▶ THE PROBLEM
In your transcription, keep every record exact and leave out the pictures.

━━━━

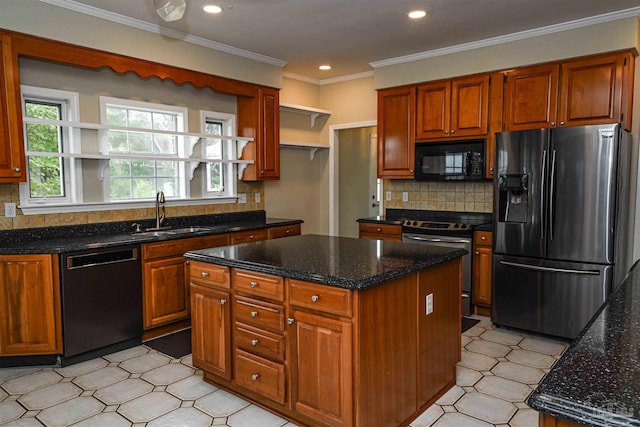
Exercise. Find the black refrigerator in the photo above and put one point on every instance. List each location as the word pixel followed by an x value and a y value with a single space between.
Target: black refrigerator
pixel 561 199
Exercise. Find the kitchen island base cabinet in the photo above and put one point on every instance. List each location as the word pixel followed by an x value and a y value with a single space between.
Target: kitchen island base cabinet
pixel 370 357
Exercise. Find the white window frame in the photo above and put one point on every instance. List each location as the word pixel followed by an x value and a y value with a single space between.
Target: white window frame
pixel 70 112
pixel 229 170
pixel 183 191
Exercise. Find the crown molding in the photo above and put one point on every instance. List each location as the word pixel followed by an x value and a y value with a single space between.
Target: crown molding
pixel 578 23
pixel 154 28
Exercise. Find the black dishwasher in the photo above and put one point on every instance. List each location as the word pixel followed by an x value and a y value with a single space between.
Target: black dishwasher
pixel 101 302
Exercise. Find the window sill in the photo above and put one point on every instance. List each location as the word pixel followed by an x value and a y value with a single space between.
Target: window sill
pixel 36 209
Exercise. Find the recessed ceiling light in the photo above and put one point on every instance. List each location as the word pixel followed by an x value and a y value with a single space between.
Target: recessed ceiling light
pixel 417 14
pixel 210 8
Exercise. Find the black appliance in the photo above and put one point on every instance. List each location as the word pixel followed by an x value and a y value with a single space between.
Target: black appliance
pixel 101 302
pixel 447 229
pixel 455 161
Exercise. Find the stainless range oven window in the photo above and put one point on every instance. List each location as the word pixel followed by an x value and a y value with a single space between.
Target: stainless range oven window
pixel 456 243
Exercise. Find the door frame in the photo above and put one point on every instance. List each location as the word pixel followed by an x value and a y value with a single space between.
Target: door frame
pixel 334 179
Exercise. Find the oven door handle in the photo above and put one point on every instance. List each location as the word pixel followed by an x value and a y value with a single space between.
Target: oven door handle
pixel 429 239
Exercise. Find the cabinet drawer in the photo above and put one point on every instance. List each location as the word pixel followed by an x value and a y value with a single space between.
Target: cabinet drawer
pixel 483 238
pixel 260 376
pixel 249 236
pixel 180 246
pixel 259 341
pixel 284 231
pixel 209 274
pixel 321 297
pixel 259 313
pixel 381 231
pixel 264 285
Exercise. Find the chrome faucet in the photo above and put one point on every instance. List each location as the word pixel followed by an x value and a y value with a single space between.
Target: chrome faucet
pixel 160 217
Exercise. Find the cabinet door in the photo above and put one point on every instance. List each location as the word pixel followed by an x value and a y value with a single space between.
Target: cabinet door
pixel 11 139
pixel 30 304
pixel 434 109
pixel 165 292
pixel 591 91
pixel 469 106
pixel 482 275
pixel 321 386
pixel 531 97
pixel 211 330
pixel 269 122
pixel 396 132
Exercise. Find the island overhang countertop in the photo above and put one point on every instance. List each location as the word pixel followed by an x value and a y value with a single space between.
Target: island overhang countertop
pixel 337 261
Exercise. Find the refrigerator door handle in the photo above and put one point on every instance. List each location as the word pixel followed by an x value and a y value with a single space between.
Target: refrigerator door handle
pixel 543 177
pixel 552 201
pixel 555 270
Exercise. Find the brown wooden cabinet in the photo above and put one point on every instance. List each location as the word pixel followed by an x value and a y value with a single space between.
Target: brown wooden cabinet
pixel 11 137
pixel 584 91
pixel 482 271
pixel 453 108
pixel 396 132
pixel 211 318
pixel 30 303
pixel 164 281
pixel 372 231
pixel 259 117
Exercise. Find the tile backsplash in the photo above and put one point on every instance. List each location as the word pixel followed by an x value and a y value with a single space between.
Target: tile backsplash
pixel 476 196
pixel 10 193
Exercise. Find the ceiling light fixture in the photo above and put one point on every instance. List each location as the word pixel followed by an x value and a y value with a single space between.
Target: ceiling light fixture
pixel 417 14
pixel 211 8
pixel 170 10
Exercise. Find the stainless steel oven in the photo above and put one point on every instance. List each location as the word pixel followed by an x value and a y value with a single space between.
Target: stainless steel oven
pixel 446 229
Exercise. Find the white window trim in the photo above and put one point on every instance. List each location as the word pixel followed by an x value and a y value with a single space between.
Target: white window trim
pixel 71 141
pixel 183 187
pixel 229 128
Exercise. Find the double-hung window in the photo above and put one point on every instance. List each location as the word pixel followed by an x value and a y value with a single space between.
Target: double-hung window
pixel 149 134
pixel 53 177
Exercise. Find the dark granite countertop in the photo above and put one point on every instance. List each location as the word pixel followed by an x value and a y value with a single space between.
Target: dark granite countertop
pixel 336 261
pixel 597 380
pixel 103 235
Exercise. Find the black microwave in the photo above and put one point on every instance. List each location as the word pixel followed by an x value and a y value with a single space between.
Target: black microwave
pixel 444 161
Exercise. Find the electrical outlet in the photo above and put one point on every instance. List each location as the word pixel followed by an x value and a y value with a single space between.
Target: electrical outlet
pixel 10 210
pixel 429 304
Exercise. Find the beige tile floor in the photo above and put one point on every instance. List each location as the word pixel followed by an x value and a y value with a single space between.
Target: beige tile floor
pixel 141 387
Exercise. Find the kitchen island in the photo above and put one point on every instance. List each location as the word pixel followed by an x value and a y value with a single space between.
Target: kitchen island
pixel 328 331
pixel 597 380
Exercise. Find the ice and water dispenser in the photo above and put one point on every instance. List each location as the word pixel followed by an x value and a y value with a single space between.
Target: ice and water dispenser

━━━━

▶ FINISHED EXERCISE
Exercise. Find the black refrigerator in the photo above and put one point on every instance. List each location as the word pixel followed by an x value and a y value with a single space between.
Target: black refrigerator
pixel 561 199
Exercise. Find the kitchen island base cabinet in the photo above and put one point on every instance. List each location as the word pixel followed by an x value and a y value with a single space between.
Target: kitchen island base cabinet
pixel 370 357
Exercise. Find the white window frame in the photo above and put one point on every instance. List each location as the word pixel followed by an x value and a y value with a single space between.
Target: white window frame
pixel 70 112
pixel 229 170
pixel 183 191
Exercise. Find the crown molding in the photo above and put one point on every instance. List each location as the word pixel followed by an x value and a y value with a single space between.
Target: crown molding
pixel 578 23
pixel 154 28
Exercise. Find the black dishwasher in the photo above and put one point on every instance. List each location as the word pixel followed by an x value and a y value with a single space between.
Target: black dishwasher
pixel 101 302
Exercise. Find the window sill in the photo above and put one point on every instance. List each location as the word pixel followed by an x value and a y value with a single space between.
Target: window sill
pixel 36 209
Exercise. Find the recessed ceiling light in the photo above and put one point on every instance. List each location as the word pixel followed by an x value and a y value with a single space between.
Target: recessed ceiling light
pixel 417 14
pixel 210 8
Exercise. Find the black appliance in the photo above and put one point on every instance. List each location as the word pixel followed by an x value and a y value with a single space between.
Target: black appliance
pixel 101 302
pixel 447 229
pixel 455 161
Exercise. Find the stainless range oven window in the photo above and put one point on every instance. List each location as the word pixel followed by an x value and a y value with a single space between.
Target: stainless range oven window
pixel 456 243
Exercise. Find the door frame in the photo above and put one point on every instance. List each location as the word pixel followed by an x value and a y value with a single space between.
Target: door frame
pixel 334 179
Exercise. Find the oven door handle in the photo above and put one point on every instance. List each location as the word pixel followed by an x value and a y value with a single space between.
Target: oven door handle
pixel 429 239
Exercise. Find the cabinet drawer in the photo above and put one point on every instance. List each location as the word pixel followed by an x value and a y value with a single space between.
Target: cabinet drawer
pixel 483 238
pixel 260 376
pixel 249 236
pixel 180 246
pixel 259 341
pixel 284 231
pixel 209 274
pixel 321 297
pixel 259 313
pixel 381 231
pixel 264 285
Exercise. Find the chrome faucet in the photo above and put one point on every instance. List each location as the word pixel followed by an x value and a y value with a single space between.
Target: chrome faucet
pixel 160 217
Exercise. Find the cabinet door in the photo above and put one point on every instance. List each location as the word pixel followed by an x value and a y value with a single space between.
Target: cabinet door
pixel 11 139
pixel 30 304
pixel 434 109
pixel 165 292
pixel 591 91
pixel 469 106
pixel 482 275
pixel 321 386
pixel 531 97
pixel 211 330
pixel 269 122
pixel 396 132
Exercise. Find the island overhang countertop in the photo above and put one point on every instance. List each location as the word pixel followed by an x value and a y value with a single space between.
Target: island overhang countertop
pixel 337 261
Exercise. Find the refrigerator door handle in the photo above and put one point on every instance. List each location as the word pixel followed by an x value and a y value with a single space between.
Target: refrigerator door handle
pixel 543 177
pixel 552 201
pixel 555 270
Exercise. Find the brown wooden cabinet in the photo above and put one point on every instance. List each location as the word pixel followed by an x value and a y value with a single space between.
Target: brown wooden cabinet
pixel 11 137
pixel 584 91
pixel 482 271
pixel 453 108
pixel 396 132
pixel 211 318
pixel 30 303
pixel 164 281
pixel 372 231
pixel 259 117
Exercise. Find the tile backsplash in the photo above and put one point on every instance. List each location as the word pixel followed by an x value and a y value with a single space between.
Target: tile backsplash
pixel 476 196
pixel 10 193
Exercise. Find the ceiling light fixture in the photo above and put one point on every instance. List each location as the word pixel followed by an x value and a y value with a single space between.
Target: ceiling light fixture
pixel 417 14
pixel 211 8
pixel 170 10
Exercise. Find the stainless steel oven in the photo above and put one point on every instance. List each location as the word pixel followed by an x value and a y value with a single space between.
Target: stainless steel oven
pixel 446 229
Exercise. Find the white window trim in the photo above and put one point on every instance. List each location as the word pixel followed by an x value and a y value with a single space between.
Target: white window trim
pixel 71 141
pixel 183 187
pixel 229 128
Exercise. Find the double-hung window in the photo above and put one point on every instance. List each location as the word pixel followed by an x value and a y value with a single space between.
Target: double-hung window
pixel 149 134
pixel 53 177
Exercise. Find the dark granite countertop in the photo above and put one point on every instance. List each location as the word pixel followed by an x value and a y value with a single space between.
Target: dark granite countertop
pixel 336 261
pixel 597 380
pixel 103 235
Exercise. Find the black microwave in the photo above and put one point on every instance. List each location as the word pixel followed by an x value and a y value with a single space between.
Target: black microwave
pixel 444 161
Exercise. Find the electrical outlet in the photo above and put one point on every instance. List each location as the word pixel followed by an x value and a y value with a single space between.
Target: electrical outlet
pixel 10 210
pixel 429 304
Exercise. Find the beige tile floor in the photo above and put one point on every instance. List each location as the word pixel followed by an x value and a y value with a single space between.
Target: beige tile floor
pixel 141 387
Exercise. Find the kitchen island in the photo above and put one point on every instance. List each location as the word pixel followed by an x value and a y value with a single space between.
Target: kitchen island
pixel 328 331
pixel 597 380
Exercise. Find the ice and water dispenser in the photo above and put one point on every instance. List each location as the word pixel followed by an x value and a y value with a single space between.
Target: ice and water dispenser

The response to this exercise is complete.